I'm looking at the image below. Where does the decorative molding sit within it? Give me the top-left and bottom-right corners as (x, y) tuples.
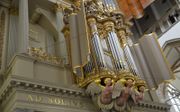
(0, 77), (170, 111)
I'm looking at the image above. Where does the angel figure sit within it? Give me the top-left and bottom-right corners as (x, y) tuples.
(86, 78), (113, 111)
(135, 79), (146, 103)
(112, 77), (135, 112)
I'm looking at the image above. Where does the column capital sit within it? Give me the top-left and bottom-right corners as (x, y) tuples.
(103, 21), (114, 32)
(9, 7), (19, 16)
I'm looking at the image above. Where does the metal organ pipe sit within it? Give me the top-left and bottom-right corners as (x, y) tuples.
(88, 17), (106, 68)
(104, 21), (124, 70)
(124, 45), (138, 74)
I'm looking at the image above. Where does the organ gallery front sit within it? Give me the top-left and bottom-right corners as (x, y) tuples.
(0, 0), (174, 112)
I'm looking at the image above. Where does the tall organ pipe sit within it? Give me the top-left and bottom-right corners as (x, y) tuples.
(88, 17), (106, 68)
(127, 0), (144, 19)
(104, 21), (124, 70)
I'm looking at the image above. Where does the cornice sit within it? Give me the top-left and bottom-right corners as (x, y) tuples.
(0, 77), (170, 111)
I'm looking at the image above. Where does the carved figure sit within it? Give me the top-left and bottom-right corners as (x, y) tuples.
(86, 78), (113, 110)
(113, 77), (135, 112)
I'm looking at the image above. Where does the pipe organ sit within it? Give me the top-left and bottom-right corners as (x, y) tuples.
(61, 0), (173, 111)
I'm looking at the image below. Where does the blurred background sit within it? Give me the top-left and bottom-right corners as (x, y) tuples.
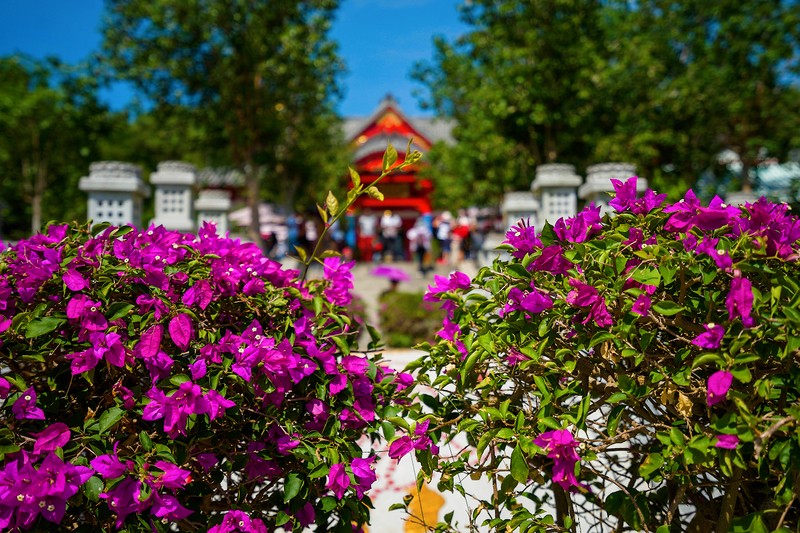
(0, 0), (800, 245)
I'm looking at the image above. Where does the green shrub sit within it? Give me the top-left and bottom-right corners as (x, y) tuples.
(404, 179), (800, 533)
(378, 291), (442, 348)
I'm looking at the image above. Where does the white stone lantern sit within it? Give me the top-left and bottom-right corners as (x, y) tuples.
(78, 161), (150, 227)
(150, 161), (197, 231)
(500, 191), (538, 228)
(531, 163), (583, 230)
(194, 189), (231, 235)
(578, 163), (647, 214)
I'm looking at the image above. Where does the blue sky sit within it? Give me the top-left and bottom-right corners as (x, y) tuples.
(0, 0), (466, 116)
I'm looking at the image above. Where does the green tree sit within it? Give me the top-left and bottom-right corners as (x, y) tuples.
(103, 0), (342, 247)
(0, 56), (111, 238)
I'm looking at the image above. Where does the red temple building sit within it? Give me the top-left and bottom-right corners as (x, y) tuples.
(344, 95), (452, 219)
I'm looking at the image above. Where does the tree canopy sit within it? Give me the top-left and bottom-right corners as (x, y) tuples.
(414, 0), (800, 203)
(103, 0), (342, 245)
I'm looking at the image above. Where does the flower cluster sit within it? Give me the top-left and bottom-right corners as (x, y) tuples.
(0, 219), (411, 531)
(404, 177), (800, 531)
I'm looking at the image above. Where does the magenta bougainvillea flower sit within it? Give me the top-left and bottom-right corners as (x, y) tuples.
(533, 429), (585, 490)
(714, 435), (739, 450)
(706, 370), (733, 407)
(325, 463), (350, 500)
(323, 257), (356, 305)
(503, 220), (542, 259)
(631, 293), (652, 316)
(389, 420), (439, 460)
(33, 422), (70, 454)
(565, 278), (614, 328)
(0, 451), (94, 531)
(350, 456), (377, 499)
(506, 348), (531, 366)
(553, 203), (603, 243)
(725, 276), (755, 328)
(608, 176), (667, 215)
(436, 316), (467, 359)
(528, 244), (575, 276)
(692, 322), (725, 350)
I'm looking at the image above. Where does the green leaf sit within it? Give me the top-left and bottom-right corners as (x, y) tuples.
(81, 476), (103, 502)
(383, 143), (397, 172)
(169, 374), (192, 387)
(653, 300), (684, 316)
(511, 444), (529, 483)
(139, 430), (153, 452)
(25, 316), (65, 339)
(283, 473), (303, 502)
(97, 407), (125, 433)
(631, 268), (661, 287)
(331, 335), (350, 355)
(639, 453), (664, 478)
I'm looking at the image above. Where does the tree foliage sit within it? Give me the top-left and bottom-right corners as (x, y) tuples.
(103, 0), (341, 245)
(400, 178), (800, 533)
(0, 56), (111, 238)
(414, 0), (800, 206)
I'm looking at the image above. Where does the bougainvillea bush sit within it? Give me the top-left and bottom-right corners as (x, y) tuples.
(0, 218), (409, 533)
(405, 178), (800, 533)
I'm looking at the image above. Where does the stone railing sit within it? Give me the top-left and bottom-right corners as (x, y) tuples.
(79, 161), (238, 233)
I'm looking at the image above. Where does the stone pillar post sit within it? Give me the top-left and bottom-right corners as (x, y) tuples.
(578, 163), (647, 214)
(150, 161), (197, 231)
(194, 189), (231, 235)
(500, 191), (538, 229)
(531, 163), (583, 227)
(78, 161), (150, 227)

== Exercise requirements ==
Set down, word for word, only the lines running from the line with "I'm looking at the image above. Where does the stone railing" to the last line of the listing above. Both of those lines belong in your answer.

== Full output ==
I'm looking at the image above. Where does the stone railing sit within it? Give me the top-left and bottom-right corners as (x, y) tuples.
(79, 161), (238, 233)
I'm looking at the image above. Where does the stone pillar post sit within it? Give me the top-left and bottom-right corners as (x, y) tuples.
(578, 163), (647, 214)
(150, 161), (197, 231)
(194, 189), (231, 235)
(500, 191), (538, 229)
(531, 163), (583, 227)
(78, 161), (150, 227)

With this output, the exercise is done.